### SOURCE EXTRACT
......

De virginibus velandis
(On the veiling of virgins)

[CPL 27]

Latin: Bulhart, 1957 --- English: Thelwall, 1870 --- French: Genoude, 1852 --- German: Kellner, 1882

Summary Content Other points of interest Manuscripts Title variations Bibliography


Unmarried women must wear the same headdress as other adult women in church.


In 17 chapters.

In contemporary society in Carthage, women older than puberty (defined as 12 years old) had to wear a head-covering in the street, unless they were prostitutes (ch. 13). In church the married women always covered their heads, and girl-children did not, but the position of unmarried women was less clear, owing to mixed precedents.

Tertullian suggests that unmarried women other than children should be veiled in church, just as adult women are. Some are arguing against this;- Tertullian therefore discusses the whole issue of whether women should cover their heads in church, making various points.

......

### STORED ROWS
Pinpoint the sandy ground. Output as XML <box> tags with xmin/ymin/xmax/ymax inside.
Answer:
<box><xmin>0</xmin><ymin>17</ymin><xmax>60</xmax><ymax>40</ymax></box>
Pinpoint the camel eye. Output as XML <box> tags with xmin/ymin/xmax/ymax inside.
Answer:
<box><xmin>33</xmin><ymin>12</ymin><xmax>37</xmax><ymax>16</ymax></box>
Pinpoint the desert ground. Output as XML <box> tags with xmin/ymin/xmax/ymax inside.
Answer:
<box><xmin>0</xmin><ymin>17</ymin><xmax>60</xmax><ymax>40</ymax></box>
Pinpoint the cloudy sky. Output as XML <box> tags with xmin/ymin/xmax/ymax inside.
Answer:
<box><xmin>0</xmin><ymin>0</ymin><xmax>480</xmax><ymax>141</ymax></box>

......

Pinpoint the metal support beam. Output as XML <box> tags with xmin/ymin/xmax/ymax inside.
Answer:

......

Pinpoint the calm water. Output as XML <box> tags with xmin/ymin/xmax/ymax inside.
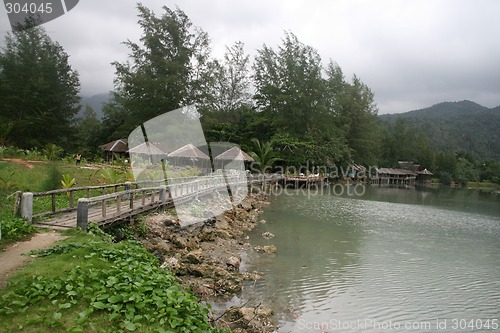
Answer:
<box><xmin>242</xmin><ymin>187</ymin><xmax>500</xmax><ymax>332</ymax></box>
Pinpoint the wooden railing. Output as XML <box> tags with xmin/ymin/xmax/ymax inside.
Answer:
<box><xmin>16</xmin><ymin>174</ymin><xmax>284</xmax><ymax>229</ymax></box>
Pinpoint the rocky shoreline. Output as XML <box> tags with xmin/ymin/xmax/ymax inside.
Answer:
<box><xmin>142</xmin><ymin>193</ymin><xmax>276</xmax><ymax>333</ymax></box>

......

### TASK DIRECTIONS
According to the summary of On the veiling of virgins, what age defined puberty in Carthage? The data have nothing to do with this.

### OUTPUT BELOW
12 years old.